AIM OF THE EXERCISE: Format the lines of the records below as a JSON list of strings, one string per line and no blank lines, starting at the line containing "Wildlife-survey tagging: tag each instance of the purple" and running through the last line of the records.

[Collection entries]
........

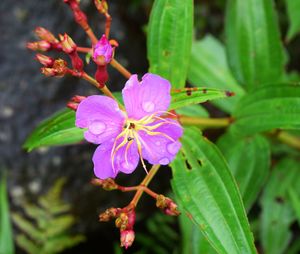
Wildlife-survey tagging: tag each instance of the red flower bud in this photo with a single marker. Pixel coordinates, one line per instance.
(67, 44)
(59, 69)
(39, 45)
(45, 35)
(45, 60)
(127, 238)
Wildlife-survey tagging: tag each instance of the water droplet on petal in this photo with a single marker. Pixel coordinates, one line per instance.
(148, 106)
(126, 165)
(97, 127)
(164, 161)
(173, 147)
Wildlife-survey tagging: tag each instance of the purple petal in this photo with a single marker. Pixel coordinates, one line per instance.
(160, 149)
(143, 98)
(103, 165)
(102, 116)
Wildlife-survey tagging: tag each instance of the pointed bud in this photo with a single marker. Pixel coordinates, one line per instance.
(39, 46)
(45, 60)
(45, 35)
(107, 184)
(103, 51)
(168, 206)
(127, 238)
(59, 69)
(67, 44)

........

OUTPUT FOR THIS TASK:
[
  "Wildlife-survey tagging: tag each instance of the purple petal in this photo with a single marker. Pixel coordinates, one line per instance.",
  "(160, 149)",
  "(143, 98)",
  "(103, 165)",
  "(102, 116)",
  "Wildlife-survey tagging: tag each instance of the pointed bud in this photo with a single marker. Pixel coordinates, one line per instance.",
  "(39, 46)",
  "(45, 60)",
  "(45, 35)",
  "(107, 184)",
  "(103, 51)",
  "(168, 206)",
  "(127, 238)",
  "(59, 69)",
  "(67, 44)"
]